TRAVAIL À FAIRE: Selon le texte cité, quel conseil Machiavel donne-t-il à ses concitoyens ?

TEXTE CITÉ:
━━━━━━

On ne peut l’expliquer que par la possession d’un fluide magnétiseur fait d’éloquence, d’enjouement et de grâce, qui enlève à l’adversaire ou interlocuteur une partie de ses moyens de contrôle et de son sens critique. Et l’on est d’autant plus fondé à le croire que ses maléfices n’opèrent pas de loin. Malgré tous les amis ou ambassadeurs qu’il entretient auprès des grands, il n’arrive pas à les persuader, s’il ne peut plaider lui-même, en personne. La partie est presque perdue pour lui auprès du roi de France, à Milan, ou du moins bien compromise : quand il paraît, il sauve tout. Les confédérés de la Magione, loin de lui, voient clair dans son jeu : à mesure qu’il peut les approcher, un à un, il leur brouille la vue. Les Florentins auxquels il ne peut parler directement ne tombent pas dans ses filets. Machiavel seul, étant sous son regard, est sous son charme ; aussi conseille-t-il à ses concitoyens de lui céder. Ceux-ci sont probablement très inférieurs, en génie politique, à leur « secrétaire. » Mais étant hors de la portée de César, ils sont hors de son rayon fascinateur. Ils ne font rien de ce qu’il veut et font bien.

━━━━━━

DONNÉES FOURNIES:
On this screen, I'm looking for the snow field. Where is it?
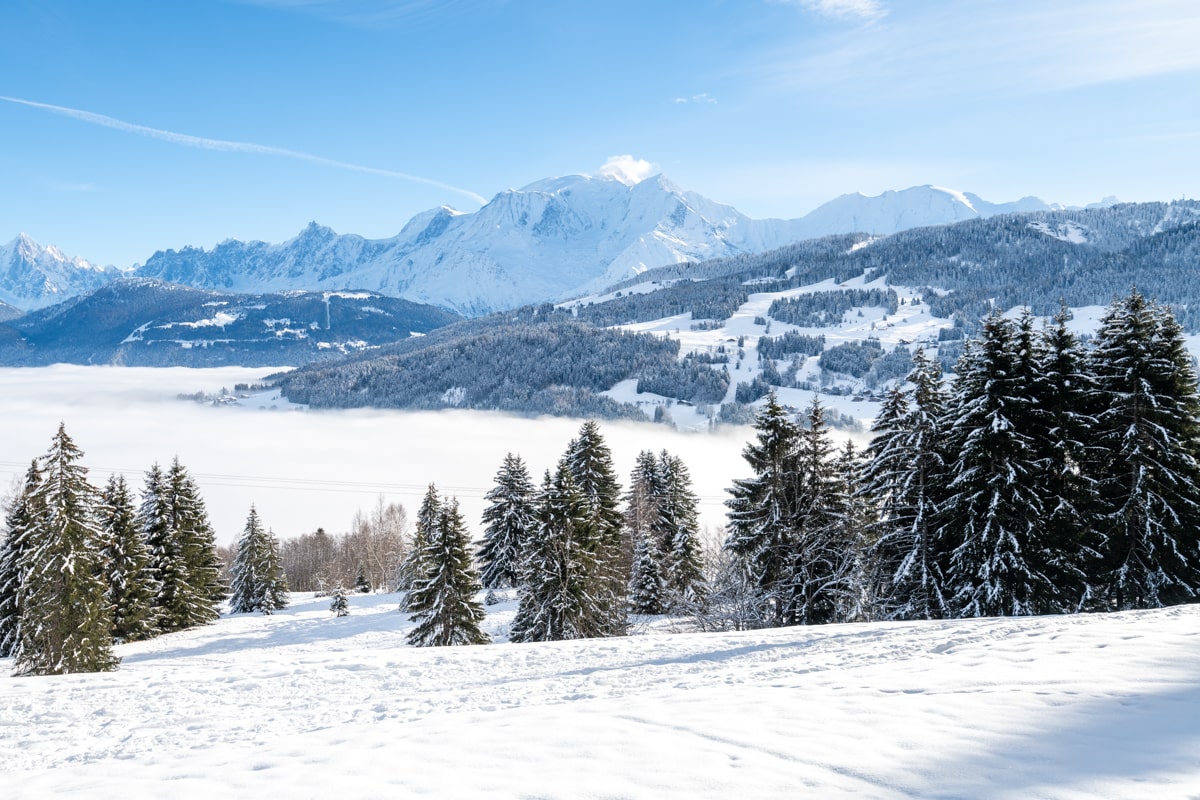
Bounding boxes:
[0,595,1200,799]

━━━━━━

RÉPONSE COMPLÈTE: Il leur conseille de céder à César.